:: TASK REQUIREMENTS ::
Please give only the number of lines below that contain the string "ground", counting a match only when the case is the same.

:: EXCERPTED RECORDS ::
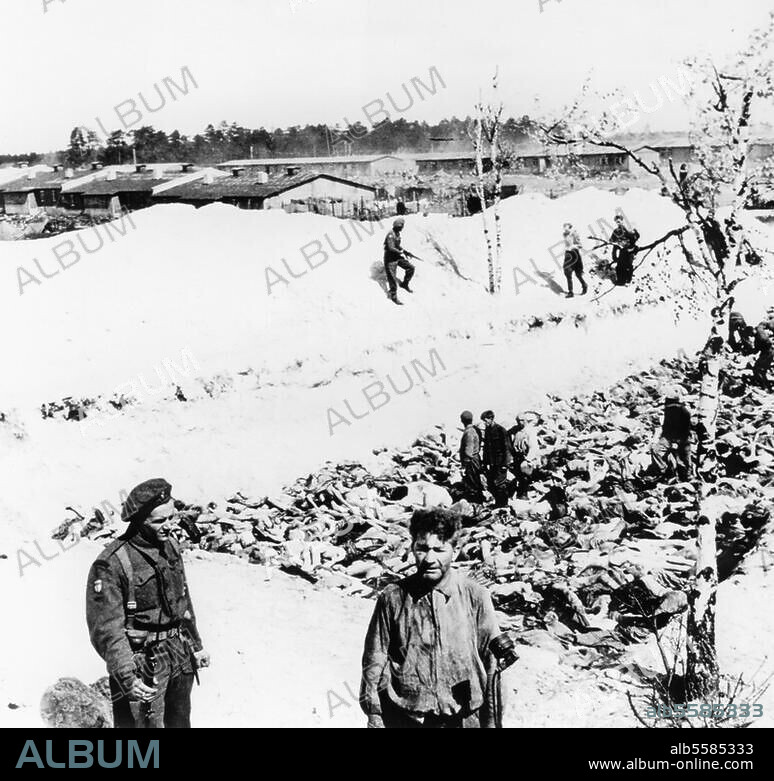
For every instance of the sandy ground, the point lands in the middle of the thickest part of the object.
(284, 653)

* * *

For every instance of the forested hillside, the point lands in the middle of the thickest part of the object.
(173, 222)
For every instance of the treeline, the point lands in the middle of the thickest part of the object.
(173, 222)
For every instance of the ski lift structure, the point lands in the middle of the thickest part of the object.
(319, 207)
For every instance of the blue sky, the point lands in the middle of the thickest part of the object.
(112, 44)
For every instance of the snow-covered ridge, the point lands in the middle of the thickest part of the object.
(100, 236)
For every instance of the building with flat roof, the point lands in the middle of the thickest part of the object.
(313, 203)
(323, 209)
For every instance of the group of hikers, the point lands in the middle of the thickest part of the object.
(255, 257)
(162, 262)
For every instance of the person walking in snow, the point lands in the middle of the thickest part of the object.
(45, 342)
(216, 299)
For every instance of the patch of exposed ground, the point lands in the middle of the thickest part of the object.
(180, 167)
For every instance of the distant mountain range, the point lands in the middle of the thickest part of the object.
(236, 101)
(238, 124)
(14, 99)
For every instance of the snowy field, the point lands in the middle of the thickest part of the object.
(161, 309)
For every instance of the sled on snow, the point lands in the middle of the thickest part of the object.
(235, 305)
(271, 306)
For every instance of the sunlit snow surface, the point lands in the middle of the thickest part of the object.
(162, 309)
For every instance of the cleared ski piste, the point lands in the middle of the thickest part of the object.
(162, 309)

:: REPLY TO THE TASK ::
2